→ **How to complete this task**
Look below for the line that has "positive clicks: (78, 25) (69, 30) (77, 23)". Set down the lines from there through the line that has "box: [80, 1, 91, 24]", exactly as written.

→ **Dataset records**
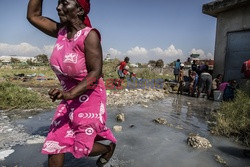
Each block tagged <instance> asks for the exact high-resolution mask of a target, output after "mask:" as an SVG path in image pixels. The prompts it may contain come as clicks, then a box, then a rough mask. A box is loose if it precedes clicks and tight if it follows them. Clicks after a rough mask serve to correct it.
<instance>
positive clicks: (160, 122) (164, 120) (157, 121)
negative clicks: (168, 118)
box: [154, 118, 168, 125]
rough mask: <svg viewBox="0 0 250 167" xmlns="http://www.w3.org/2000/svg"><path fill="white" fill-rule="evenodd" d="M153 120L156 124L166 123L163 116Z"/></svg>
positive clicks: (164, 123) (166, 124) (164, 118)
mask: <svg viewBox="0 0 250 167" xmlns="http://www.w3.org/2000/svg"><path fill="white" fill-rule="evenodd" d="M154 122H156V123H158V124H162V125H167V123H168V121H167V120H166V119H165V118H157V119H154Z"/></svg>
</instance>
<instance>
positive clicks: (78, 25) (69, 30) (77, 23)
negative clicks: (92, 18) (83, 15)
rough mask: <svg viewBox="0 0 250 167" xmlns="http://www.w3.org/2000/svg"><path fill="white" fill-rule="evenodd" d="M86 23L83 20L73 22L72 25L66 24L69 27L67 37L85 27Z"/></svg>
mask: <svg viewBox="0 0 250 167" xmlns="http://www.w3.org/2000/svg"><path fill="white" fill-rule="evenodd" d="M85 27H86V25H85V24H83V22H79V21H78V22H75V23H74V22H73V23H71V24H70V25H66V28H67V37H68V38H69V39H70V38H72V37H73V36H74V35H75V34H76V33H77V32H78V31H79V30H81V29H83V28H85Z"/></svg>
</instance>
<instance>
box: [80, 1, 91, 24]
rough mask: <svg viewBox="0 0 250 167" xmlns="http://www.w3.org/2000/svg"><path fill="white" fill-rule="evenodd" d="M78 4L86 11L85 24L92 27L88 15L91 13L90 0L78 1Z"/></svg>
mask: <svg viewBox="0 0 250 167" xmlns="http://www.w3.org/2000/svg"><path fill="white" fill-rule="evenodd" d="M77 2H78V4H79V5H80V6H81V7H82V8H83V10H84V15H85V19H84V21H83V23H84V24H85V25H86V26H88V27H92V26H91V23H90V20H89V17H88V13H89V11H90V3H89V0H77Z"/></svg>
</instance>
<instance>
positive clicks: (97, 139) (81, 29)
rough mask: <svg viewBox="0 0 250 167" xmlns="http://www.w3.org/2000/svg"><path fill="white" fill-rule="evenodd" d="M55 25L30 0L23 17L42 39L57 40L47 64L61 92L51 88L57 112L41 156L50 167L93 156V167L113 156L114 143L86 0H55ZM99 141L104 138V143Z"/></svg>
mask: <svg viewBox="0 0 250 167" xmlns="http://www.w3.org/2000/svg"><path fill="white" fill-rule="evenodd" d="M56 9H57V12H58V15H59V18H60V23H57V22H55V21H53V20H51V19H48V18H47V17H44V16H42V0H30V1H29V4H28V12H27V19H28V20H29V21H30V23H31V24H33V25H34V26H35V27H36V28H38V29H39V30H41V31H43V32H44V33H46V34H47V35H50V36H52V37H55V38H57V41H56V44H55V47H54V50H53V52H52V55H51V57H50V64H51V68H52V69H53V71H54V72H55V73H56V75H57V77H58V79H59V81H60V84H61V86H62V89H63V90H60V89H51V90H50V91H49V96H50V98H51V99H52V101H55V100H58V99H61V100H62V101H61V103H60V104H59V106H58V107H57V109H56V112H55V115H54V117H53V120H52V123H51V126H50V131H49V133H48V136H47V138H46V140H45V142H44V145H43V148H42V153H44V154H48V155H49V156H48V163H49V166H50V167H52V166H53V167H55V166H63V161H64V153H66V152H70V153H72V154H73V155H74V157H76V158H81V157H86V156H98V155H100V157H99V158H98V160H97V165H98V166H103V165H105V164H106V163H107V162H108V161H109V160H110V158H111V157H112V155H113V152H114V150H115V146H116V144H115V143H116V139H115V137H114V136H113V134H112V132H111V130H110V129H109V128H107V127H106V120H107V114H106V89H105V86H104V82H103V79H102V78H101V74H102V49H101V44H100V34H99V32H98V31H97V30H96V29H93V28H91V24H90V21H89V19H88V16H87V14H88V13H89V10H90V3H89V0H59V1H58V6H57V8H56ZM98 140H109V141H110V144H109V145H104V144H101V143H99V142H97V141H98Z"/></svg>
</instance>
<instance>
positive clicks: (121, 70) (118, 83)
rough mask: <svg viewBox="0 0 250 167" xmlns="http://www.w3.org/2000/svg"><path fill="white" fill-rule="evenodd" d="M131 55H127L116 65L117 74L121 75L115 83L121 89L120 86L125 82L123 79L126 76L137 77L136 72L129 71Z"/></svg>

...

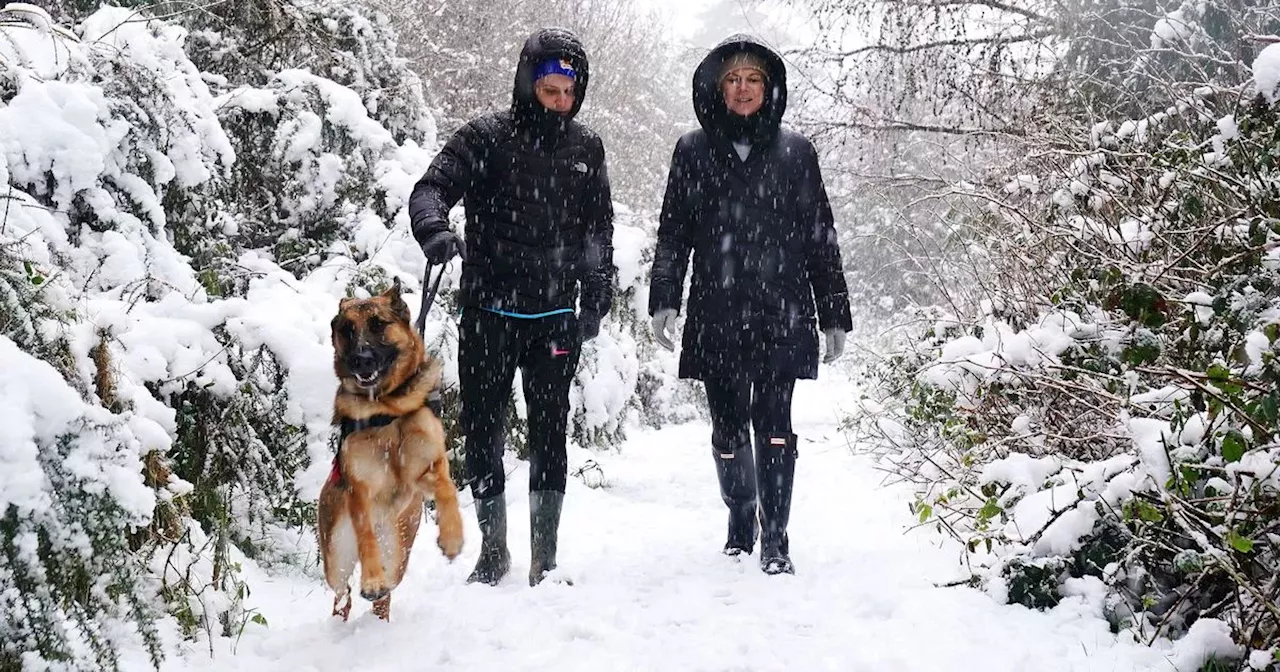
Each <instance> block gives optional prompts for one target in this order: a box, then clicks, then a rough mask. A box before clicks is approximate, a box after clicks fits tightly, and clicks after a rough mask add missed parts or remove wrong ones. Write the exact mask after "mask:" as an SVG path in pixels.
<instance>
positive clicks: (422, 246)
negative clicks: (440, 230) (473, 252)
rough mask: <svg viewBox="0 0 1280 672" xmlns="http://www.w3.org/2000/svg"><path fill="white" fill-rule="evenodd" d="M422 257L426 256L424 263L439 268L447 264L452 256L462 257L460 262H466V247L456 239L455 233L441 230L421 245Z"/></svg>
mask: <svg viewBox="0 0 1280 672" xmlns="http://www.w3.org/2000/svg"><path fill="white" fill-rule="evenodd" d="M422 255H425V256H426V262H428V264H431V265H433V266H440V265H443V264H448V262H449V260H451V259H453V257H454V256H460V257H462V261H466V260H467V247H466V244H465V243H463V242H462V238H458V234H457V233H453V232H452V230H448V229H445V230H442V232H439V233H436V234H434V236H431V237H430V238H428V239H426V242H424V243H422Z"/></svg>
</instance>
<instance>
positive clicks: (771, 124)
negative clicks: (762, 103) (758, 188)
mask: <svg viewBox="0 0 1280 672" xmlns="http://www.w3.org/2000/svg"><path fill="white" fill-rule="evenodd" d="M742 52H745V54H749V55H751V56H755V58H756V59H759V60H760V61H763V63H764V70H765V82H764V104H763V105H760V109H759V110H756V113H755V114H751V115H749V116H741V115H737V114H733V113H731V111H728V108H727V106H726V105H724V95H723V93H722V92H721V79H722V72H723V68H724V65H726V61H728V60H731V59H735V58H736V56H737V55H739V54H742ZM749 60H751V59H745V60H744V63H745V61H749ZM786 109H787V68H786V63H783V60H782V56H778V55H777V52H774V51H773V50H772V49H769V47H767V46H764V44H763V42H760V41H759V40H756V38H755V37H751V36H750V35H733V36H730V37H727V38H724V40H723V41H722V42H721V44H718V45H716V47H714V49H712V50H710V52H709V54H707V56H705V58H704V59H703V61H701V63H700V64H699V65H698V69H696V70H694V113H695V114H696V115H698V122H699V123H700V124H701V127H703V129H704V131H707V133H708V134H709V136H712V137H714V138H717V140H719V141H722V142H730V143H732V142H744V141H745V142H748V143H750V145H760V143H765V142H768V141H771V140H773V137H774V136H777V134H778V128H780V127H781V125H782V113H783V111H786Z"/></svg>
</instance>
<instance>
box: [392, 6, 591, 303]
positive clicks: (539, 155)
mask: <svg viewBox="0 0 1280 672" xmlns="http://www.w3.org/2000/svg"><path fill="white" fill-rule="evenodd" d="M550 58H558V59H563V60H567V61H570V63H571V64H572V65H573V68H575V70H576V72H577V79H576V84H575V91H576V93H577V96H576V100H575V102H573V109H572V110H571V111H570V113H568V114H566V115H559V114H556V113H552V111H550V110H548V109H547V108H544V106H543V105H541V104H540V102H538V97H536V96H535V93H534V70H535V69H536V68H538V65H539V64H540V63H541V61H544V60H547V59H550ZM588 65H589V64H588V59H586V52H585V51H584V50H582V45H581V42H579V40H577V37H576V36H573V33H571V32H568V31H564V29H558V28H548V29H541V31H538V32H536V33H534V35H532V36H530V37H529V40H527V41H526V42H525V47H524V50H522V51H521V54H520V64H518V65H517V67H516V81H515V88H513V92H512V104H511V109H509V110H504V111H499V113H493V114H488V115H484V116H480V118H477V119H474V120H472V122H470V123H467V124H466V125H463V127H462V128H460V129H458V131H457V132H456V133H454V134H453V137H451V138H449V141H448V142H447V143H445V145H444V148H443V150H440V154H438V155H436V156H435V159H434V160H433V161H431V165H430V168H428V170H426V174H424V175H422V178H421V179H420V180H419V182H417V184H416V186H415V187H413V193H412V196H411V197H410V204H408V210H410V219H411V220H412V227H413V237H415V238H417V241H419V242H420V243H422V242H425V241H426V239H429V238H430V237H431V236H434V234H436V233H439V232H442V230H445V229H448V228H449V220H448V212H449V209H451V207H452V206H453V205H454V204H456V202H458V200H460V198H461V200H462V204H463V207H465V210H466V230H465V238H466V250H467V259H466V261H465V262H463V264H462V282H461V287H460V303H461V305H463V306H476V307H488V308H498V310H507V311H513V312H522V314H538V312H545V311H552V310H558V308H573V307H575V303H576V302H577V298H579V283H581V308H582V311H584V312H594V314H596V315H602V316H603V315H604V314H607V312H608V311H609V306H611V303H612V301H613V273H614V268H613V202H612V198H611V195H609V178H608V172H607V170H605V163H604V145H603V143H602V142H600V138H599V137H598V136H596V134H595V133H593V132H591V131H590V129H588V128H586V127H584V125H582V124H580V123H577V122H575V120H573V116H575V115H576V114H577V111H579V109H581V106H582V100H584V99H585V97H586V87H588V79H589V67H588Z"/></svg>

→ **Answer below**
positive clicks: (78, 25) (69, 30) (77, 23)
negative clicks: (92, 18) (83, 15)
rough mask: <svg viewBox="0 0 250 167" xmlns="http://www.w3.org/2000/svg"><path fill="white" fill-rule="evenodd" d="M86 23L83 20L73 22L72 25L66 24L69 27L67 37L85 27Z"/></svg>
mask: <svg viewBox="0 0 250 167" xmlns="http://www.w3.org/2000/svg"><path fill="white" fill-rule="evenodd" d="M85 27H86V25H85V24H83V22H79V21H78V22H75V23H74V22H73V23H71V24H70V25H66V28H67V37H68V38H69V39H70V38H72V37H73V36H74V35H75V34H76V33H77V32H78V31H79V30H81V29H83V28H85Z"/></svg>
</instance>
<instance>
box: [80, 1, 91, 24]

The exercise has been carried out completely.